Stored data entries

--- START ---

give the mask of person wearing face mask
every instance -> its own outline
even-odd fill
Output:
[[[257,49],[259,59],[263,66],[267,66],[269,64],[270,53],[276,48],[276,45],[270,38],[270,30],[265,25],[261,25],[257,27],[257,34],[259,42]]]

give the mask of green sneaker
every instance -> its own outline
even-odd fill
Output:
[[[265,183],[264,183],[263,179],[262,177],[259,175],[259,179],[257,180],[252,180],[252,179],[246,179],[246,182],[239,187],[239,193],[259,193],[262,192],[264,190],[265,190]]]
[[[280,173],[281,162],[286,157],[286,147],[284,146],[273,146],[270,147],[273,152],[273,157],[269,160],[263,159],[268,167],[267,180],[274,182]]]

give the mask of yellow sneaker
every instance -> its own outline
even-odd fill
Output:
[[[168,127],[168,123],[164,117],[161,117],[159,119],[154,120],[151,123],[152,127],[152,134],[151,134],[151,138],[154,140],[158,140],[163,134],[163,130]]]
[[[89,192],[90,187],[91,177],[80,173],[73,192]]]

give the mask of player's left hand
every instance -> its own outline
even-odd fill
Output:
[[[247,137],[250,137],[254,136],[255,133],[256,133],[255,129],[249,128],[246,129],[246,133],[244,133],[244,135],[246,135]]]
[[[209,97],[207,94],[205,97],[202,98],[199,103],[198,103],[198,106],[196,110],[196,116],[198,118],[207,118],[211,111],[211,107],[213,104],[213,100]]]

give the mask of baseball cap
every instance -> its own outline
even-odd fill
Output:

--- END ---

Instructions to follow
Render every line of the records above as a numbered list, omitting the blank lines.

Written answer
1. give the mask of person wearing face mask
2. every instance -> its own outline
3. even-odd fill
4. Output:
5. [[[257,49],[259,59],[263,66],[267,66],[269,64],[270,53],[276,48],[276,45],[270,38],[270,30],[265,25],[261,25],[257,27],[257,34],[259,42]]]
6. give the mask of green sneaker
7. every instance -> its own outline
8. even-odd fill
9. Output:
10. [[[265,183],[264,183],[263,179],[262,177],[259,175],[259,179],[257,180],[252,180],[252,179],[246,179],[246,182],[239,187],[239,193],[259,193],[262,192],[264,190],[265,190]]]
11. [[[280,173],[281,162],[286,157],[286,147],[284,146],[273,146],[270,147],[273,152],[273,157],[269,160],[263,159],[268,167],[267,180],[274,182]]]
12. give the mask of yellow sneaker
13. every instance -> its own outline
14. even-odd fill
15. Output:
16. [[[168,127],[168,123],[164,117],[161,117],[159,119],[154,120],[151,123],[152,127],[152,134],[151,134],[151,138],[154,140],[158,140],[163,134],[163,130]]]
17. [[[89,192],[90,187],[91,177],[80,173],[73,192]]]
18. give the mask of player's left hand
19. every instance -> its own outline
20. even-odd fill
21. Output:
22. [[[247,137],[250,137],[254,136],[255,133],[256,133],[255,129],[249,128],[246,129],[246,133],[244,133],[244,135],[246,135]]]
23. [[[209,97],[207,94],[205,97],[202,98],[199,103],[198,103],[198,106],[196,110],[196,116],[198,118],[207,118],[211,111],[211,107],[213,104],[213,100]]]
24. give the mask of baseball cap
25. every instance -> its own outline
26. even-odd fill
27. Output:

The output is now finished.